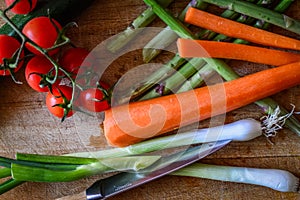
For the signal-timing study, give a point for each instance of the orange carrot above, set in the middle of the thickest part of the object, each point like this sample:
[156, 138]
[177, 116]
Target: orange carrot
[238, 30]
[128, 124]
[188, 48]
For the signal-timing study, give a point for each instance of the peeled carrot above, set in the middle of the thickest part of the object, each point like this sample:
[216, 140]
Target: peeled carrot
[238, 30]
[128, 124]
[188, 48]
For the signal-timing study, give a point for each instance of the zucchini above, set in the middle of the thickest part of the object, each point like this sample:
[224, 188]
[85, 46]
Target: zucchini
[61, 10]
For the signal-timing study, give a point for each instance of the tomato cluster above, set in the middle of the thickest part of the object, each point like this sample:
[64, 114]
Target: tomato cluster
[50, 65]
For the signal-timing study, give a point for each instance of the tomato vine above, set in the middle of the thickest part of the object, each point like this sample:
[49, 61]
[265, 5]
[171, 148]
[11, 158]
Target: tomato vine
[45, 39]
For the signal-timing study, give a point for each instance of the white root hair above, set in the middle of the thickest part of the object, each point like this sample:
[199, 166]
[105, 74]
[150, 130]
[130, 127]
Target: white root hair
[273, 122]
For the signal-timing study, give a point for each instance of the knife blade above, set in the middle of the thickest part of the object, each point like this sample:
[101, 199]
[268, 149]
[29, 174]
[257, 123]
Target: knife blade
[123, 181]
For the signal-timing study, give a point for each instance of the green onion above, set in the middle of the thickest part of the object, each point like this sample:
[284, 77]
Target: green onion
[276, 179]
[221, 67]
[163, 39]
[8, 185]
[38, 174]
[133, 29]
[241, 130]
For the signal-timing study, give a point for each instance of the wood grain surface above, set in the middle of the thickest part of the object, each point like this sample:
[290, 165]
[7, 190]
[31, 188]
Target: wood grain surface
[28, 127]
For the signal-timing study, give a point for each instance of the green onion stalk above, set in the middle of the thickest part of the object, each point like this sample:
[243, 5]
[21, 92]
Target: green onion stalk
[262, 13]
[143, 20]
[221, 67]
[174, 64]
[279, 180]
[45, 168]
[166, 37]
[168, 69]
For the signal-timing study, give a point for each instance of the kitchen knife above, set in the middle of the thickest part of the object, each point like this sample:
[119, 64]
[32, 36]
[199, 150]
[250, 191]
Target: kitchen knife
[121, 182]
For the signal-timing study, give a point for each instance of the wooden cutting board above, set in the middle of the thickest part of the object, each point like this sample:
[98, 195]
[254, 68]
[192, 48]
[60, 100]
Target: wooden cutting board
[27, 126]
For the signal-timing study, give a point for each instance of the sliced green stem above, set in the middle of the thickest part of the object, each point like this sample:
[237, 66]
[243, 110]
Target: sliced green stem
[259, 12]
[5, 172]
[54, 159]
[144, 19]
[221, 67]
[166, 37]
[37, 174]
[8, 185]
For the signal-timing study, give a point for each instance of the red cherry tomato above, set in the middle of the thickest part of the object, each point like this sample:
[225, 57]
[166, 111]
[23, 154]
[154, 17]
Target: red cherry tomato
[43, 32]
[56, 98]
[94, 100]
[8, 47]
[73, 58]
[36, 66]
[22, 7]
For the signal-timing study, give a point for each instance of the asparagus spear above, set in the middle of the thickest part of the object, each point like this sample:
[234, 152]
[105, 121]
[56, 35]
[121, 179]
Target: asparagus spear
[191, 68]
[144, 19]
[258, 12]
[221, 67]
[158, 76]
[167, 36]
[268, 104]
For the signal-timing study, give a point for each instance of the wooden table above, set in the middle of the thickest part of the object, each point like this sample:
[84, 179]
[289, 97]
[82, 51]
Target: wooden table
[27, 126]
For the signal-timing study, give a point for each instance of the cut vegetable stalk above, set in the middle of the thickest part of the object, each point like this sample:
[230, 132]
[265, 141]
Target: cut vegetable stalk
[163, 39]
[129, 124]
[261, 13]
[224, 70]
[238, 30]
[167, 36]
[279, 180]
[167, 70]
[38, 174]
[242, 130]
[8, 185]
[144, 19]
[200, 48]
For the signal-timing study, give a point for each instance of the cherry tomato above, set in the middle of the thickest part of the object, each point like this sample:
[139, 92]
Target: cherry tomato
[8, 47]
[37, 66]
[43, 32]
[56, 98]
[73, 58]
[22, 7]
[94, 99]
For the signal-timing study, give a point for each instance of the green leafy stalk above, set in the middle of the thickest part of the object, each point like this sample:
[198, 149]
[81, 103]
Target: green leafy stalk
[38, 174]
[131, 31]
[268, 105]
[221, 67]
[259, 12]
[163, 39]
[4, 172]
[166, 70]
[8, 185]
[54, 159]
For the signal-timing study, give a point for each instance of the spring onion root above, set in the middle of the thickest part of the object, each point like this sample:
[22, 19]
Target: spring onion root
[275, 179]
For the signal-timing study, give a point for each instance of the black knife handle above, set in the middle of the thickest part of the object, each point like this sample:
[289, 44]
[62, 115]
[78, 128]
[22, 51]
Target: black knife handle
[94, 192]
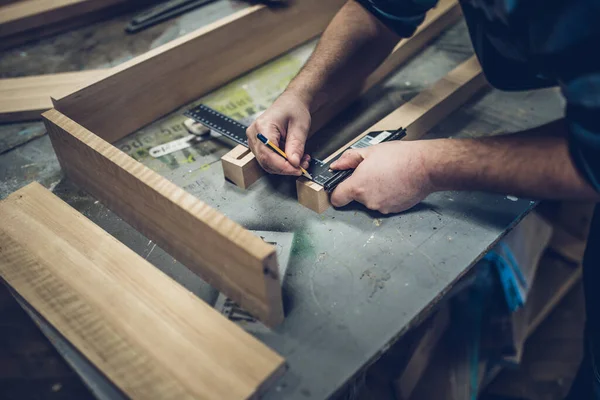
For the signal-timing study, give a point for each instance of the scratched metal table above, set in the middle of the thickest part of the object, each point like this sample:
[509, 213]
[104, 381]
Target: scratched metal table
[356, 280]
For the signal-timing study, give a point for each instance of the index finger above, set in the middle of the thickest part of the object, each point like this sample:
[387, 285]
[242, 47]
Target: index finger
[269, 160]
[344, 193]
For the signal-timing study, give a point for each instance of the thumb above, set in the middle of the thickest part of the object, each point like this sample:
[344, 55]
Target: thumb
[349, 160]
[294, 143]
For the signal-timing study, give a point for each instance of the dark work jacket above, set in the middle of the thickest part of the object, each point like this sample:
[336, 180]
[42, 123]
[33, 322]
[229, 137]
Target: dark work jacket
[529, 44]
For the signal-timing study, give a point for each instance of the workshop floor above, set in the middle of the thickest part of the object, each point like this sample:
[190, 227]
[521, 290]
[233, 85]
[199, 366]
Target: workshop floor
[543, 375]
[31, 369]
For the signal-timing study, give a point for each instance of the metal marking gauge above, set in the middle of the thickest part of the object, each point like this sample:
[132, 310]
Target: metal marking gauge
[318, 169]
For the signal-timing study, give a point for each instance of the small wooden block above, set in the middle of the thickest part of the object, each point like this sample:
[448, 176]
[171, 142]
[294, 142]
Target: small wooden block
[312, 195]
[417, 116]
[240, 167]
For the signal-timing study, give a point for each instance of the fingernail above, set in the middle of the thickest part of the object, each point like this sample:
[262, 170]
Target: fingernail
[295, 159]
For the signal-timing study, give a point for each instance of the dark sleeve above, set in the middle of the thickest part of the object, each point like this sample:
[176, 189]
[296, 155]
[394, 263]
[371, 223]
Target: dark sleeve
[401, 16]
[583, 118]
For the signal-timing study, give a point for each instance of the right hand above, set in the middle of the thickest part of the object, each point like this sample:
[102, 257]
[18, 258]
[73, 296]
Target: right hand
[286, 124]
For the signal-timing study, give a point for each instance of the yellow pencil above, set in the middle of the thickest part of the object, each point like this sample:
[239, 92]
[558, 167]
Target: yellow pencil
[266, 141]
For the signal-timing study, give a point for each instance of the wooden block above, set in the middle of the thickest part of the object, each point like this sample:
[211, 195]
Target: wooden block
[312, 195]
[438, 19]
[151, 337]
[23, 99]
[31, 19]
[227, 256]
[422, 355]
[417, 116]
[147, 87]
[238, 170]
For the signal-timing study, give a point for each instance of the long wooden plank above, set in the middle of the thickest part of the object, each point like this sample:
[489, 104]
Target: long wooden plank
[147, 334]
[226, 255]
[240, 165]
[26, 98]
[31, 19]
[417, 116]
[143, 89]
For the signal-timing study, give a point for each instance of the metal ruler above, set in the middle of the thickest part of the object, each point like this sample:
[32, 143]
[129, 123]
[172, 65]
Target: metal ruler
[318, 169]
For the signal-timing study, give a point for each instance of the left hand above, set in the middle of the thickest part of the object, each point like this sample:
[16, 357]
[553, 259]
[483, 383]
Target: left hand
[389, 177]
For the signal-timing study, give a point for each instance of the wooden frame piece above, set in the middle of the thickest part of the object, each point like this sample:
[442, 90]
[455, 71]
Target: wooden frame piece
[27, 20]
[26, 98]
[240, 166]
[150, 336]
[417, 116]
[135, 93]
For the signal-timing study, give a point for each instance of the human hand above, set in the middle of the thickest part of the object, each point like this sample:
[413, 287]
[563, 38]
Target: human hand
[285, 123]
[389, 177]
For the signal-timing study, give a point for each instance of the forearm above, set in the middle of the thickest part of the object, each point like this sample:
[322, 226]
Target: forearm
[534, 164]
[351, 47]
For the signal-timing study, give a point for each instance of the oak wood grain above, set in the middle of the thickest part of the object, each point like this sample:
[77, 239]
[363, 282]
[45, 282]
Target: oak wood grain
[222, 252]
[147, 87]
[147, 334]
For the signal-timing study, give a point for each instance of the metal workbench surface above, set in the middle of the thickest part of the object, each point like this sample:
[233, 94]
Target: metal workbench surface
[356, 280]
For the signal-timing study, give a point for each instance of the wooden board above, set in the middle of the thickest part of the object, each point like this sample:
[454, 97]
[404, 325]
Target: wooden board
[554, 280]
[147, 87]
[31, 19]
[146, 333]
[227, 256]
[244, 172]
[24, 99]
[417, 116]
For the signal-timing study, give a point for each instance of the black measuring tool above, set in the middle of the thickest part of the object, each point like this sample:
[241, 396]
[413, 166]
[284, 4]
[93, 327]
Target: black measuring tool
[319, 170]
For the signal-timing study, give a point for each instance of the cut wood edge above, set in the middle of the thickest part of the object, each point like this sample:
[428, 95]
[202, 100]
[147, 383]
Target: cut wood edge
[438, 19]
[26, 98]
[140, 328]
[223, 253]
[149, 86]
[417, 116]
[30, 20]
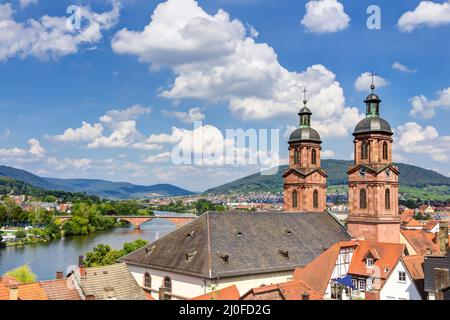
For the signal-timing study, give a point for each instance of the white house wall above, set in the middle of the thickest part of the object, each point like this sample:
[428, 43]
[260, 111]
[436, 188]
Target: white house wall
[189, 286]
[393, 289]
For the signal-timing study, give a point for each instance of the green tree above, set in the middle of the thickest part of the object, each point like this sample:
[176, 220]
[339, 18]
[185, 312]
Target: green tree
[22, 274]
[20, 234]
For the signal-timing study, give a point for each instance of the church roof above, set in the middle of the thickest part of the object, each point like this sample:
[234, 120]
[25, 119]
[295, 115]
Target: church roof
[305, 134]
[226, 244]
[373, 124]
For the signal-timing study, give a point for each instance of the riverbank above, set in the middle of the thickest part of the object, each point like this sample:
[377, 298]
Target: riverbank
[45, 258]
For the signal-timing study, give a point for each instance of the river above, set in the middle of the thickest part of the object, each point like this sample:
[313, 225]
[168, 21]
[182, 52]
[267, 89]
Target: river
[45, 259]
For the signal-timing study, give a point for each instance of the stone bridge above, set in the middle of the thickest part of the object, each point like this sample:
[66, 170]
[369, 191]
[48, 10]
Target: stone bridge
[137, 221]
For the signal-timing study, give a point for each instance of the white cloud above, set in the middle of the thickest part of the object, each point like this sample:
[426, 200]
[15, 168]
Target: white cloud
[193, 114]
[26, 3]
[214, 59]
[87, 132]
[51, 37]
[36, 148]
[159, 158]
[402, 68]
[325, 16]
[364, 81]
[427, 13]
[415, 139]
[424, 108]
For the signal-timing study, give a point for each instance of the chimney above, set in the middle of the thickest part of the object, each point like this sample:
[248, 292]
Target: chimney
[14, 293]
[162, 293]
[80, 261]
[441, 280]
[443, 237]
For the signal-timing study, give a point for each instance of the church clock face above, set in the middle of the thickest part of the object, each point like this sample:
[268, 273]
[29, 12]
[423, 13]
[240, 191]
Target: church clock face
[388, 173]
[362, 172]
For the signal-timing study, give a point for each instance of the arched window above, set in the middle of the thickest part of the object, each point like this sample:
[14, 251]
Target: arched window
[316, 199]
[147, 280]
[167, 287]
[387, 199]
[362, 199]
[313, 156]
[296, 156]
[294, 199]
[385, 151]
[364, 150]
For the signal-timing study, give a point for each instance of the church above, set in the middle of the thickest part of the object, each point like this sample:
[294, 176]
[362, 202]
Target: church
[254, 249]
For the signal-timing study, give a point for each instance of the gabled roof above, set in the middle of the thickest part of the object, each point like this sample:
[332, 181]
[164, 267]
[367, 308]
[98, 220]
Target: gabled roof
[4, 292]
[115, 278]
[32, 291]
[389, 254]
[412, 223]
[228, 293]
[317, 273]
[304, 172]
[430, 224]
[291, 290]
[420, 241]
[60, 289]
[226, 244]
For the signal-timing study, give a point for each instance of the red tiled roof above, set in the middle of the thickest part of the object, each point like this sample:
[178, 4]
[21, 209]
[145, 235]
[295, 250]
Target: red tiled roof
[430, 224]
[414, 264]
[228, 293]
[4, 292]
[412, 223]
[318, 272]
[60, 289]
[32, 291]
[419, 240]
[388, 256]
[291, 290]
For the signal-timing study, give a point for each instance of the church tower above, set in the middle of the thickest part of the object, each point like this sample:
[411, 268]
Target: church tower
[373, 180]
[305, 182]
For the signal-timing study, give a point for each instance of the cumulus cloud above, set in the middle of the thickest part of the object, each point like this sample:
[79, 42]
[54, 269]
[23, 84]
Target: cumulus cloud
[325, 16]
[26, 3]
[427, 13]
[415, 139]
[424, 108]
[193, 114]
[364, 81]
[215, 59]
[402, 68]
[51, 37]
[87, 132]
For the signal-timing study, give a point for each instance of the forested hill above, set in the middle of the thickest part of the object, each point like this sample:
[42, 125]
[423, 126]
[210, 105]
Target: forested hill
[410, 175]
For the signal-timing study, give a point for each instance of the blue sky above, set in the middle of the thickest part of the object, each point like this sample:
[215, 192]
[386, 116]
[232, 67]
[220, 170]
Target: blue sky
[111, 100]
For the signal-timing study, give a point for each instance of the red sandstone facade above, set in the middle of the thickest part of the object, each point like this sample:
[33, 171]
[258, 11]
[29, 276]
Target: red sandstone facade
[304, 181]
[373, 180]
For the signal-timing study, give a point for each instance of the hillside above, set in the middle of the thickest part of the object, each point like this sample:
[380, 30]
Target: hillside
[101, 188]
[411, 176]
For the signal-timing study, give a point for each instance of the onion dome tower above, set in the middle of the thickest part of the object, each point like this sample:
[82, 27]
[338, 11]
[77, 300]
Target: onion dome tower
[305, 181]
[373, 179]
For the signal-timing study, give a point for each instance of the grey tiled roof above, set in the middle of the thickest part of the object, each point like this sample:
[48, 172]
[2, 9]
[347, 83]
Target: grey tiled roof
[225, 244]
[115, 278]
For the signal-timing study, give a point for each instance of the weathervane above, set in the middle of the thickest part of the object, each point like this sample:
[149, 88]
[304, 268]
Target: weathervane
[372, 74]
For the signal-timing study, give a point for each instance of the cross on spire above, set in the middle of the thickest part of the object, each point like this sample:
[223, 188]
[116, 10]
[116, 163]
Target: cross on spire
[304, 96]
[372, 74]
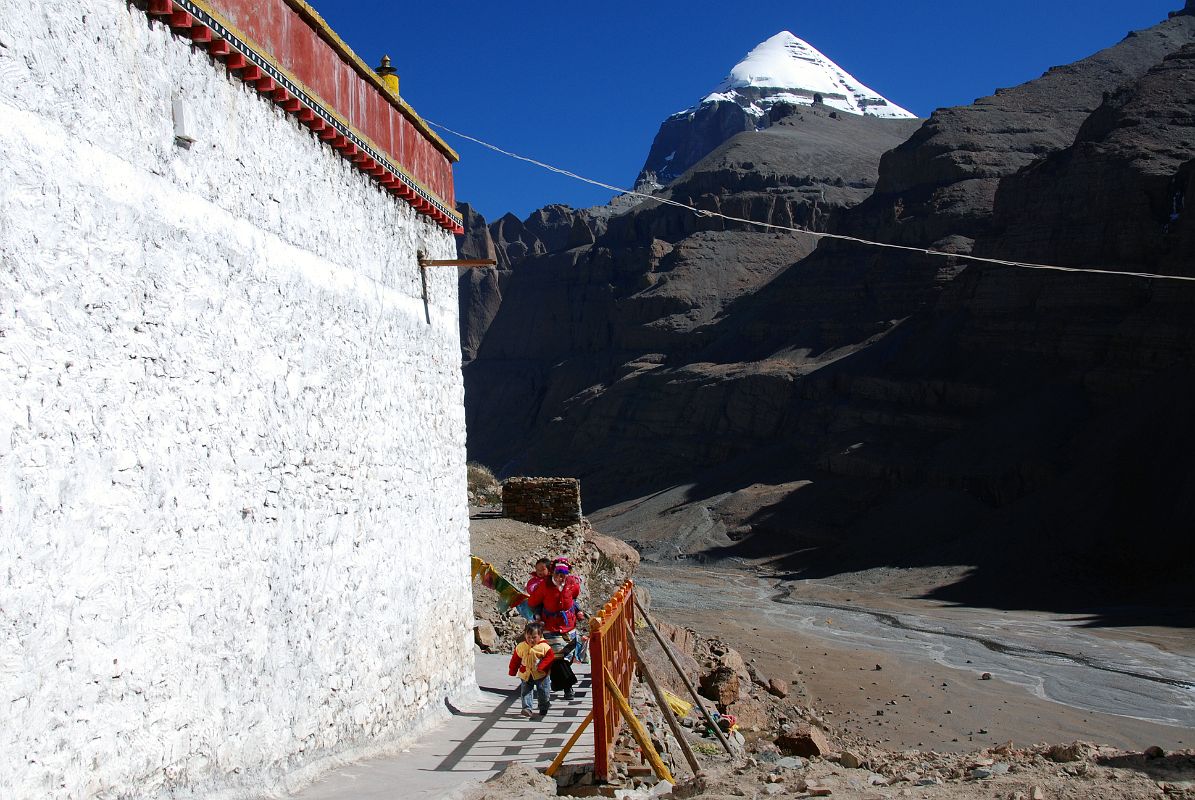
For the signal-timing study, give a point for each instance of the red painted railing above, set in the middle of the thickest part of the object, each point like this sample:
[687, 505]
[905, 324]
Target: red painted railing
[610, 652]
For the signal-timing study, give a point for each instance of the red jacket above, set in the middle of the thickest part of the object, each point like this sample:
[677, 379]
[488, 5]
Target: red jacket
[557, 606]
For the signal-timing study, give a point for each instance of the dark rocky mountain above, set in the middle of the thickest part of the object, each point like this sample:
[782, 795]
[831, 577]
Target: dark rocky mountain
[736, 392]
[582, 299]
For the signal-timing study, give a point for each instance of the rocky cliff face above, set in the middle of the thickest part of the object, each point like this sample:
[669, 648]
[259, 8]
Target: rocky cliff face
[853, 407]
[938, 188]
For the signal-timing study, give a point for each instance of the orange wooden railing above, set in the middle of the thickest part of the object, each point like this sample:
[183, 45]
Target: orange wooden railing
[610, 651]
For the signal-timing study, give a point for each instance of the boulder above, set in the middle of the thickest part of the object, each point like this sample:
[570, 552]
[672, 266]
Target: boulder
[485, 636]
[1065, 753]
[721, 685]
[804, 740]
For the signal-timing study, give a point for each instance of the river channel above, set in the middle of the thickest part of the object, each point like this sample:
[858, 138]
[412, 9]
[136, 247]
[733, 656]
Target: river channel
[1051, 657]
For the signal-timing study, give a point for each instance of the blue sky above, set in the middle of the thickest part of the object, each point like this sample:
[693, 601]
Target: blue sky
[586, 85]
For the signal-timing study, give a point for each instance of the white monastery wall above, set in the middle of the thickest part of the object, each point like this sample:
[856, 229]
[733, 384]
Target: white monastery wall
[233, 533]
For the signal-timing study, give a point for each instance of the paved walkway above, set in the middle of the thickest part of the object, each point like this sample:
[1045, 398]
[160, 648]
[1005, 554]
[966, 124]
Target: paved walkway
[478, 742]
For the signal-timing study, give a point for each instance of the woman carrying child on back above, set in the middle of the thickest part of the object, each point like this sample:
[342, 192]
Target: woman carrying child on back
[557, 603]
[531, 661]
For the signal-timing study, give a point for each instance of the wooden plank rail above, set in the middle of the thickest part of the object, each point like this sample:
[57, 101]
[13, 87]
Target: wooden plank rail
[611, 655]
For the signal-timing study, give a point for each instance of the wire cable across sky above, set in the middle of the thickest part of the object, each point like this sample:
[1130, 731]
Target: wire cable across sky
[816, 234]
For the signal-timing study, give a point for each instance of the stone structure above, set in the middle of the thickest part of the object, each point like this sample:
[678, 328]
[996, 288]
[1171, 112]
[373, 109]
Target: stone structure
[555, 502]
[233, 532]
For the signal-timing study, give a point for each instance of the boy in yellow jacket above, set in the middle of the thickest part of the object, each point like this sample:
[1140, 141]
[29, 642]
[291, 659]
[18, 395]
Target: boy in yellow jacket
[531, 661]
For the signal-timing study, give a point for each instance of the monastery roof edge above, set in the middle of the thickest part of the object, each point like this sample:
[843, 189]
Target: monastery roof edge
[320, 25]
[412, 165]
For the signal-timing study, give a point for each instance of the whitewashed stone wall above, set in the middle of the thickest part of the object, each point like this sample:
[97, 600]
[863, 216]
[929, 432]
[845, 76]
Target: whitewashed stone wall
[233, 535]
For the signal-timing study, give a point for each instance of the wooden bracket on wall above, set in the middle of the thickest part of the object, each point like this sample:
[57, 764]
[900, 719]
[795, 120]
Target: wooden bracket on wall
[424, 262]
[457, 262]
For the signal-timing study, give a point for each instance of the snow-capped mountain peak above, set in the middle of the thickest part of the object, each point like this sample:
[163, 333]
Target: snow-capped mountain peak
[789, 69]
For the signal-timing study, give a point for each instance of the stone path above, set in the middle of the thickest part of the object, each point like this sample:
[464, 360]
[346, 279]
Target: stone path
[478, 742]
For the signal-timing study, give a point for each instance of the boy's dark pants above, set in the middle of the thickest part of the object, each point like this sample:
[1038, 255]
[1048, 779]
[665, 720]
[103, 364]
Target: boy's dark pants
[543, 688]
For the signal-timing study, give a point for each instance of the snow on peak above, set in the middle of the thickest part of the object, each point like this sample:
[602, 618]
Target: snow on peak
[788, 69]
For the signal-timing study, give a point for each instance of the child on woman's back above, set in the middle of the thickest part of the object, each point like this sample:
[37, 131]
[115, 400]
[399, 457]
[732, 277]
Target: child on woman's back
[531, 661]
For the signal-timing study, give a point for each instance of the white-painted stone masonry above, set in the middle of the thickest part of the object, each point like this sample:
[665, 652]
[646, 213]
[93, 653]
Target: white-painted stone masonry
[233, 535]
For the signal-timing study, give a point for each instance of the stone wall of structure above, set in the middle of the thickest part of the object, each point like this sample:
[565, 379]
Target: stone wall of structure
[233, 531]
[553, 502]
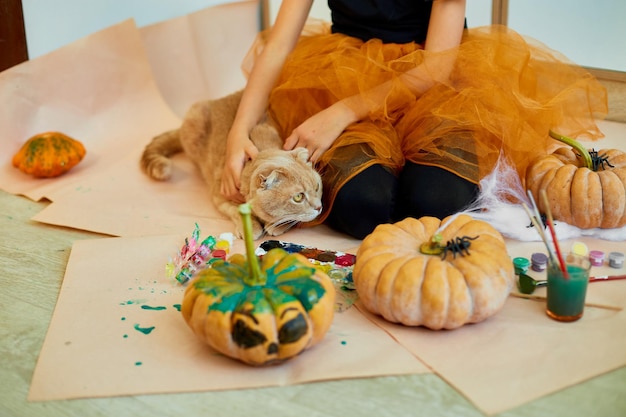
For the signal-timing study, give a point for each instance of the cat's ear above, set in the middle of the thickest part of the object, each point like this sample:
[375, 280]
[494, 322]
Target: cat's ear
[302, 154]
[268, 181]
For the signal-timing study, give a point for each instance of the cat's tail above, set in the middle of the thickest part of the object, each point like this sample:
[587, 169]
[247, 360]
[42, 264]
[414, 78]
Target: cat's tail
[155, 160]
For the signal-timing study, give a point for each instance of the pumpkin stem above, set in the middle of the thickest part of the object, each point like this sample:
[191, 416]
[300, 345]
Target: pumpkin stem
[576, 145]
[255, 276]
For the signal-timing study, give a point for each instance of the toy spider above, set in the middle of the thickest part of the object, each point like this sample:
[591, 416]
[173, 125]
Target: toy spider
[457, 245]
[599, 160]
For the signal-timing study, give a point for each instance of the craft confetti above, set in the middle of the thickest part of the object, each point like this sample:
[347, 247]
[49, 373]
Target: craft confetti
[196, 254]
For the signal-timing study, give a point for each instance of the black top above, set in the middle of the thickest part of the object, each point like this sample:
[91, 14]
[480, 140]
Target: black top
[392, 21]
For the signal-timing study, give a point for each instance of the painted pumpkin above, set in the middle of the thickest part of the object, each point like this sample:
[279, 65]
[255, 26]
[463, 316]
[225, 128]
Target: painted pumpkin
[260, 313]
[586, 189]
[48, 155]
[432, 273]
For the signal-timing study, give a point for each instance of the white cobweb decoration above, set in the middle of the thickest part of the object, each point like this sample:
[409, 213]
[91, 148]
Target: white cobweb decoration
[499, 204]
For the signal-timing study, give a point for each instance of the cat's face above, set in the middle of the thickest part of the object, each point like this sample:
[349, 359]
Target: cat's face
[284, 190]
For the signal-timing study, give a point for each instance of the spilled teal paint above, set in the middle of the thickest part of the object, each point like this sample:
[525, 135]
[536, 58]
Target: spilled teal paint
[144, 330]
[147, 307]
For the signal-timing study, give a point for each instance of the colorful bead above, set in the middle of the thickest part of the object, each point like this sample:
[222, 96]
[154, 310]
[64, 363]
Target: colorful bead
[616, 259]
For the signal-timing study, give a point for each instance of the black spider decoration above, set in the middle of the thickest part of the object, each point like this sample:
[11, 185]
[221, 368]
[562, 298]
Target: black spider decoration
[458, 245]
[598, 160]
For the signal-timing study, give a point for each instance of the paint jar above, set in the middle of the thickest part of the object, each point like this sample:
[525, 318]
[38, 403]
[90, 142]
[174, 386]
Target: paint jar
[539, 261]
[616, 259]
[596, 257]
[521, 265]
[566, 293]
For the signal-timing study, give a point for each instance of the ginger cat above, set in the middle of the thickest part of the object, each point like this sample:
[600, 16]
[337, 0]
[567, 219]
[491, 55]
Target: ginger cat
[282, 187]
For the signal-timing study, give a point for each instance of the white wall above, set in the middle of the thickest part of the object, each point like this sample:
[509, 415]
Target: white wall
[590, 33]
[54, 23]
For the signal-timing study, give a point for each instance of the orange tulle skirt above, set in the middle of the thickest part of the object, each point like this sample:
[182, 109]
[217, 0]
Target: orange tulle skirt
[504, 94]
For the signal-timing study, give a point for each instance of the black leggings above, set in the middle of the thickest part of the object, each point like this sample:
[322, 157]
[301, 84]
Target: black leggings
[376, 196]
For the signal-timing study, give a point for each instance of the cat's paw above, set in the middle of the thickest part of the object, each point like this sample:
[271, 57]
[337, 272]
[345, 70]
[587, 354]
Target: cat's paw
[157, 168]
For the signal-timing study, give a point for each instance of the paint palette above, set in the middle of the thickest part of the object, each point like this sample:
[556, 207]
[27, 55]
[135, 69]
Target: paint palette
[337, 265]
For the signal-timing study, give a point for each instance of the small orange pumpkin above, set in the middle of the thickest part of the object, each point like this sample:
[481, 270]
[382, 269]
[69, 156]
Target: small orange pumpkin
[405, 273]
[585, 189]
[49, 154]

■ TASK DETAILS: Transcribe word for word the lines from the one holding "of the ginger" to the last line of the listing above, inclusive.

■ THE ANSWER:
For the signal-timing study, give a point for each instance of the ginger cat above, set in the middle of the thickest part of the object, each point like this sample:
[600, 16]
[337, 0]
[567, 219]
[491, 55]
Target: ginger cat
[282, 187]
For the signal-timing study, give a point for each instance of the white wall above, set in the middle of the thickest part of the object, each point like this sample:
[509, 415]
Target: white wall
[590, 33]
[54, 23]
For the signal-timing study, give a point for each instance of the orange tulle skirt above, set in the middle of the thickest part of the object, each point like this sample:
[182, 109]
[217, 0]
Target: orange tulle skirt
[504, 94]
For the signal-timing study, give a point for each instance of the black leggings above, set in the middle of the thickest part of the object, each point like this sample:
[322, 157]
[301, 84]
Target: black leggings
[376, 196]
For the signal-timing study, give a point for each instance of the cat's paw above, set in the middle of the thickest part of the object, each point like this sample:
[271, 57]
[337, 272]
[345, 70]
[587, 354]
Target: cat's paw
[157, 168]
For the signal-timing study, give a point for each instance of the paint palette above, set in the middle of the thickest part of the object, each point like this sample:
[556, 207]
[27, 55]
[135, 69]
Target: paint palette
[337, 265]
For the signal-timing study, give a point for each instance of the small orange pumpkin above, set in the middle of the thickest part of the object, each point like this sample:
[481, 270]
[382, 269]
[69, 156]
Target: small orange pumpkin
[405, 273]
[585, 189]
[49, 154]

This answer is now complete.